■ TEXT EXCERPT ■
Sunday, April 25, 2021

Great Beginnings


HANK PHILLIPPI RYAN: How do you choose a book? In the before-times, you’d go to a bookstore, find an intriguing cover or a book you’d reheard about, flop to the back flip to the cover copy, then—read the first line. Right? 

And how many times have you said: nope, nope, not for me. That Blink reflex readers we have is incredible. For better or for worse, we grasp what we predict is about to come—all from that one first line.

 Dick Belsky, an authentically wonderful journalist and oh-so talented writer knows the benefits of a good lede, right? And he’s been thinking about what makes a great first line.


 A GREAT READ STARTS AT THE BEGINNING... 
        By R.G. Belsky 

 There’s a lot of people who believe that the first page of a mystery/thriller novel is one of the most important things for an author to get right. Stephen King has said: “I am a real sucker for good first lines. I collect them in a little notebook the way some people collect stamps or coins.” Jeffrey Deaver agrees: “I firmly believe that it’s our job to grab the reader by the lapels in the opening scene and race them kicking and screaming through the book until the very end.” 

 Me, I feel the same way. The first page, the first paragraph, even the first line is crucial to me when I’m starting to write a novel. It is what draws the reader in for the next 300 pages or so of my story. 

 

My new book is called BEYOND THE HEADLINES. It features my series character, TV journalist Clare Carlson. This story is about a celebrity woman who is famous for being famous (think Kim Kardashian or Paris Hilton) that is accused of murdering her billionaire husband. So I spent a lot of time coming up with a beginning that I thought would best set the tone for the reader. But more about me and my book later.

 First, I want to talk about a few examples of great book openings I’ve read over the years that are among my favorites: 

       Michael Connelly, The Poet “Death is my beat.” 

          The book is about a newspaper reporter chasing a serial killer, and it becomes personal when one of the murder victims is the reporter’s twin brother. That opening line is simple, dramatic, perfect for all the twists and thrills that follow. Stephen King - in a foreword written for The Poet - calls it a “blue-ribbon winner” when it comes to first lines.

         Lori Rader-Day, The Day I Died 

         “On the day I died, I took the new oars down to the lake.” That opening line - plus the title - lets the reader know right from the start there’s a great story ahead. How did she die? Did she die? We’re sucked into this woman’s story right from the very beginning of the book, which is - of course - the idea. 

             Sue Grafton, A is for Alibi 
          
 “My name is Kinsey Millhone. I’m a private investigator. I’m thirty-two years old, twice divorced, no kids. The day before yesterday I killed someone and the fact weighs heavily on my mind. I’m a nice person...killing someone feels odd to me, and I haven’t quite sorted it through yet.” 
            Wow! That’s not just a great opening for a book, it’s a great opening for the series. Doesn’t that make you really want to follow Kinsey Millhone through this and all the wonderful Sue Grafton “alphabet” books that followed?

■ MATERIAL ■
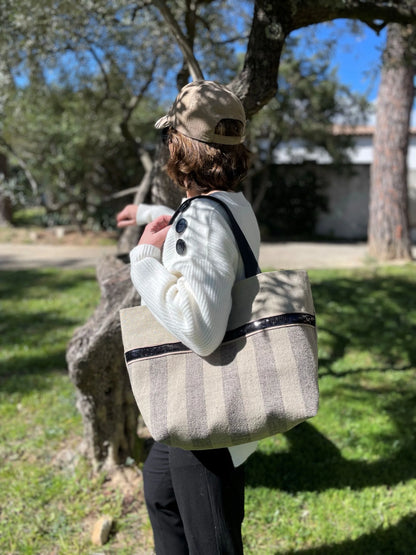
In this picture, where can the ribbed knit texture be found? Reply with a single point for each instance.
(190, 293)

■ WHAT THE EXERCISE ASKS ■
Answer these from the post about great first lines:
(a) According to the post, where does Stephen King collect good first lines?
(b) In The Poet, which murder victim makes the case personal for the reporter?
(c) How old does Kinsey Millhone say she is in the opening of A is for Alibi?
The listing has no connection to the text about first lines.

■ EXERCISE RESULT ■
(a) In a little notebook.
(b) The reporter's twin brother.
(c) Thirty-two.